Текст страницы >>
----
Но когда мы сделали все, на что способно исследование, — собрали и сравнили истории многих земель; когда мы истолковали большинство элементов, повсеместно содержащихся в волшебных сказках (таких, как мачехи, заколдованные медведи и быки, ведьмы–людоедки, табуированные имена и все такое) как пережитки древних обычаев, некогда практикуемых в повседневной жизни, и верований, некогда бывших именно верованиями, а не «причудами фантазии», — останется еще один момент, про который слишком часто забывают: а именно, что за эффект производят эти древние элементы сказок как таковых сегодня .

Во–первых, сегодня они стары — а древность сама по себе притягательна. Красота и ужас «Можжевелового куста» («Von dem Machandelboom») с его изысканно–трагическим началом, отвратительным рагу из человечины, жуткими костями и яркой, мстительной птицей–духом, что вылетела из тумана, сгустившегося над можжевельником, преследуют меня с детства; и все же главное впечатление, что осталось от этой сказки в памяти, — это не красота и не ужас, но удаленность и бездонная пропасть времени, неизмеримая даже посредством twe tusend Johr [51]. Без рагу и костей — а в «сглаженных» пересказах братьев Гримм детей от такого кошмара зачастую избавляют[117] — это ощущение практически потеряется. Не думаю, что мне как–то повредили ужасы «сказочного фона», уж к каким бы темным верованиям и обрядам прошлого они не восходили. Сегодня такие истории производят впечатление мифа — то есть впечатление цельное, анализу не поддающееся; впечатление это от данных Сравнительной Фольклористики нисколько не зависит — и ни испортить его, ни объяснить науке не под силу; они открывают дверь в Иное Время, и, переступив порог, пусть лишь на мгновение, мы оказываемся за пределами своего собственного времени — а может быть, вообще за пределами Времени как такового.
----
Фрагмент набора данных >>
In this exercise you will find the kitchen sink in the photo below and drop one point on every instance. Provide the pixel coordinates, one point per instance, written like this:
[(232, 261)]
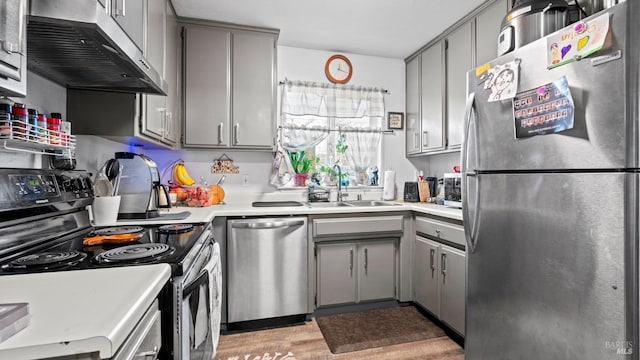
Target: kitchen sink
[(353, 203), (369, 203), (326, 204)]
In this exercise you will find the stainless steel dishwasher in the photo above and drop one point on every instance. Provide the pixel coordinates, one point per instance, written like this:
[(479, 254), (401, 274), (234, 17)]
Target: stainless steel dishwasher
[(266, 268)]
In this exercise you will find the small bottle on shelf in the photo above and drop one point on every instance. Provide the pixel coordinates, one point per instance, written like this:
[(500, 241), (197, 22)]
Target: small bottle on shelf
[(6, 107), (53, 125), (43, 136), (20, 121), (33, 125)]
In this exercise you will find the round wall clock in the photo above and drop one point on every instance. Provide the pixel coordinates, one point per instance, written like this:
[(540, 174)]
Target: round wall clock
[(338, 69)]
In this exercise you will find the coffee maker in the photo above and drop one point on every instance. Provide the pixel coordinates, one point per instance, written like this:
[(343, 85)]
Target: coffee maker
[(141, 193)]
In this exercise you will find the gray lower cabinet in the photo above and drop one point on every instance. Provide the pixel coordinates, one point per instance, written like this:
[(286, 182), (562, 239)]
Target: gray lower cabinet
[(440, 271), (352, 272), (452, 287), (230, 87)]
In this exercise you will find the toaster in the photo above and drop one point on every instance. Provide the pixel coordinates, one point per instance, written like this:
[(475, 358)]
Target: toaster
[(411, 191)]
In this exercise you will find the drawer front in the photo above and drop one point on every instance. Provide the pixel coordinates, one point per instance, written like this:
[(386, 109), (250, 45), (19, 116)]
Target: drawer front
[(357, 225), (441, 230)]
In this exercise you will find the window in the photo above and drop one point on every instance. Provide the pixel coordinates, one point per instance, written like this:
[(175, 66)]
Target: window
[(335, 124)]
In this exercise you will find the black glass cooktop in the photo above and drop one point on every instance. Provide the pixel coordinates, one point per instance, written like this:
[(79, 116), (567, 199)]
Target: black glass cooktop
[(122, 246)]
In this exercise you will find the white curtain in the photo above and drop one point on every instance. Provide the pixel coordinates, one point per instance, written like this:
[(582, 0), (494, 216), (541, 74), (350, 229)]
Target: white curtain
[(309, 111)]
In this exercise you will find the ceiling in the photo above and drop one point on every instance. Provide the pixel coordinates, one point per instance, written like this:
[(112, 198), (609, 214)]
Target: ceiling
[(386, 28)]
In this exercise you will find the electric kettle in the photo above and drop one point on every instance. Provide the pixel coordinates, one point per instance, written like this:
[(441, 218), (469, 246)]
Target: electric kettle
[(140, 190)]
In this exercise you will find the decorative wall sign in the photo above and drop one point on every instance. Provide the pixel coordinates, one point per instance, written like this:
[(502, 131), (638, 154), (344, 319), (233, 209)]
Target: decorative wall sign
[(396, 121), (224, 165), (577, 41), (544, 110)]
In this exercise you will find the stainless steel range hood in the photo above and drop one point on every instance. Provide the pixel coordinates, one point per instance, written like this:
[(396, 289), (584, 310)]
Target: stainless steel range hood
[(77, 44)]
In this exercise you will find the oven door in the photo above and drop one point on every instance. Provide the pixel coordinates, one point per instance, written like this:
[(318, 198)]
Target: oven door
[(197, 309)]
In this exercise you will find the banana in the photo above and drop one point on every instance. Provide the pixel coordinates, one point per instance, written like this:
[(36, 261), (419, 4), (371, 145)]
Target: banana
[(182, 175)]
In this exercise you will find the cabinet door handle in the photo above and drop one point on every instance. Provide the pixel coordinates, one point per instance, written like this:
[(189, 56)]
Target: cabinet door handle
[(432, 254), (120, 9), (366, 260), (443, 260), (169, 129), (351, 262)]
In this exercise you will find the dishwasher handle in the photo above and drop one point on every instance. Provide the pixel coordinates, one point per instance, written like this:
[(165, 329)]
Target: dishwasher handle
[(267, 225)]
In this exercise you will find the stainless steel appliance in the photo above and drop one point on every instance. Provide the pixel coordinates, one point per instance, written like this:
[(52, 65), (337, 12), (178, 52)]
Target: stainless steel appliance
[(530, 20), (141, 193), (44, 225), (551, 220), (97, 54), (266, 269), (453, 189)]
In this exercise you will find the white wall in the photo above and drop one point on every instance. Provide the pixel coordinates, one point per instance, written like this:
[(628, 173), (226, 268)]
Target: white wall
[(255, 166)]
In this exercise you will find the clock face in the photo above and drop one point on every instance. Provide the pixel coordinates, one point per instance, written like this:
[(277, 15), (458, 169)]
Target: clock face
[(338, 69)]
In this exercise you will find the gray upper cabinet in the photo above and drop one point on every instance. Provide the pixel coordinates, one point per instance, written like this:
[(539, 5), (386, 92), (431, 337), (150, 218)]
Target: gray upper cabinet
[(424, 101), (459, 61), (130, 15), (161, 113), (413, 129), (487, 31), (13, 48), (230, 87), (432, 96), (253, 89), (207, 56), (154, 123), (436, 86)]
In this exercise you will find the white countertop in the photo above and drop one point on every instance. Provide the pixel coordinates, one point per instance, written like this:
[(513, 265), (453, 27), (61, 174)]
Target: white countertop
[(207, 214), (79, 311)]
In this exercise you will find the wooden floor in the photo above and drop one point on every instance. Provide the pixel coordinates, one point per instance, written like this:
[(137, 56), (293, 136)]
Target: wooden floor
[(306, 342)]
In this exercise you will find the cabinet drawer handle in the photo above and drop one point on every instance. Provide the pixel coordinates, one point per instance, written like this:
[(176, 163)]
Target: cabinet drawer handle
[(351, 261), (366, 260), (144, 354), (443, 260), (432, 253)]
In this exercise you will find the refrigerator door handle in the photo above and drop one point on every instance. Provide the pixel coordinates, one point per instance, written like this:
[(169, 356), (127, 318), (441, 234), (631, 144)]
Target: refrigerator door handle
[(470, 225)]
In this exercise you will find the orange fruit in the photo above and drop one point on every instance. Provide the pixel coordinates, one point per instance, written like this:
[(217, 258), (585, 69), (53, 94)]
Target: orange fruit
[(217, 194)]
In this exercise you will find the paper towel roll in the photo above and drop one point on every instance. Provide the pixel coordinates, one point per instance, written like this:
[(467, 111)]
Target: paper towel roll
[(388, 190)]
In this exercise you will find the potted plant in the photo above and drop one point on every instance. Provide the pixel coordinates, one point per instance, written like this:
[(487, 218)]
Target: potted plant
[(301, 165)]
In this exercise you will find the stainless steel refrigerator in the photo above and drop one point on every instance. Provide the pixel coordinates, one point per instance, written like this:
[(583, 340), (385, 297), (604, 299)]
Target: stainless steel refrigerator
[(552, 220)]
----
Письменные задания >>
A - Какое впечатление от сказки «Можжевеловый куст», согласно тексту о волшебных сказках, осталось в памяти главным?
B - Процитируйте отрывок из текста о волшебных сказках, начиная со слов «Но когда мы» и продолжая до слов «таковых сегодня .» включительно.

Выполненное упражнение >>
A - Удаленность и бездонная пропасть времени.

B -
Но когда мы сделали все, на что способно исследование, — собрали и сравнили истории многих земель; когда мы истолковали большинство элементов, повсеместно содержащихся в волшебных сказках (таких, как мачехи, заколдованные медведи и быки, ведьмы–людоедки, табуированные имена и все такое) как пережитки древних обычаев, некогда практикуемых в повседневной жизни, и верований, некогда бывших именно верованиями, а не «причудами фантазии», — останется еще один момент, про который слишком часто забывают: а именно, что за эффект производят эти древние элементы сказок как таковых сегодня .